Report how many lines of the data below contain the string "with". Give only the number.

- **Records supplied**
— BEGIN —
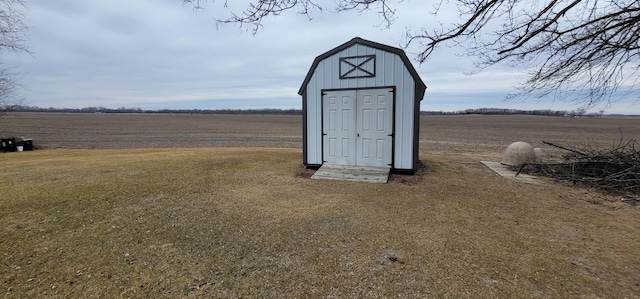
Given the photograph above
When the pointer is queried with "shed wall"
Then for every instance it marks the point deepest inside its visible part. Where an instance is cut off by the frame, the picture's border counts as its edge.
— END —
— BEGIN —
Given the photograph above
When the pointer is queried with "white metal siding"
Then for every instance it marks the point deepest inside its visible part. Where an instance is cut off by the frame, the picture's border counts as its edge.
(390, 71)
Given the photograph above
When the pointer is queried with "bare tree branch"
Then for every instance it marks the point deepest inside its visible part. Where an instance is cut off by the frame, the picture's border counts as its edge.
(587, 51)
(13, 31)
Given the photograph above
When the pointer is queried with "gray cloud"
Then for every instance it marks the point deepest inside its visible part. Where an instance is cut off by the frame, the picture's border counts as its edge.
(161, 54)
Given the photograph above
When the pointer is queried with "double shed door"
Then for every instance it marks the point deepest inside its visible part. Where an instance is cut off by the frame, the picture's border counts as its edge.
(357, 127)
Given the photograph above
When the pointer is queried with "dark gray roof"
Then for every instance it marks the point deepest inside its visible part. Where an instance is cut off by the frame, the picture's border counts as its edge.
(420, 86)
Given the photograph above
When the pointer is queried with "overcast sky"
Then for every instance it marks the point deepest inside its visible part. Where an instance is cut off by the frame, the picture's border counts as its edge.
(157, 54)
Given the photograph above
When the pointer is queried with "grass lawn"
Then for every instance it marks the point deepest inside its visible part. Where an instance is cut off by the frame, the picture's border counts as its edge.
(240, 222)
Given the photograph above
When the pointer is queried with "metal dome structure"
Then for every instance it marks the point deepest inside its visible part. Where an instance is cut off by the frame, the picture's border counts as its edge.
— END —
— BEGIN —
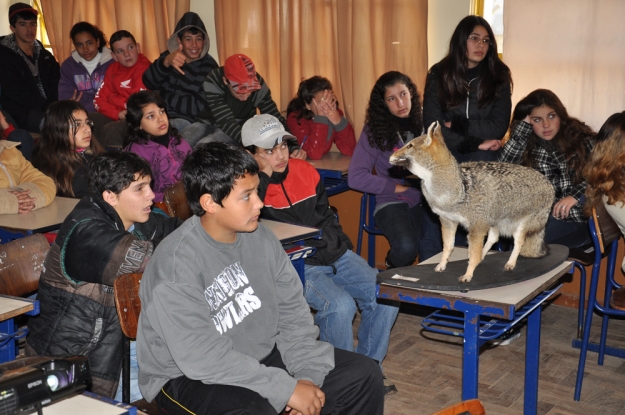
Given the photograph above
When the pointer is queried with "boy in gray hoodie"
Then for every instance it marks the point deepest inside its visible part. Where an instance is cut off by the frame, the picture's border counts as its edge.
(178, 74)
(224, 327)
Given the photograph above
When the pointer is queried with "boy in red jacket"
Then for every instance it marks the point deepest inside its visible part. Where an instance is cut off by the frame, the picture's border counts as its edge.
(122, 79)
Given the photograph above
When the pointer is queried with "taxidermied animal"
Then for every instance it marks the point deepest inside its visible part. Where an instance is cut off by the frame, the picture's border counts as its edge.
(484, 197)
— END —
- **Written answer**
12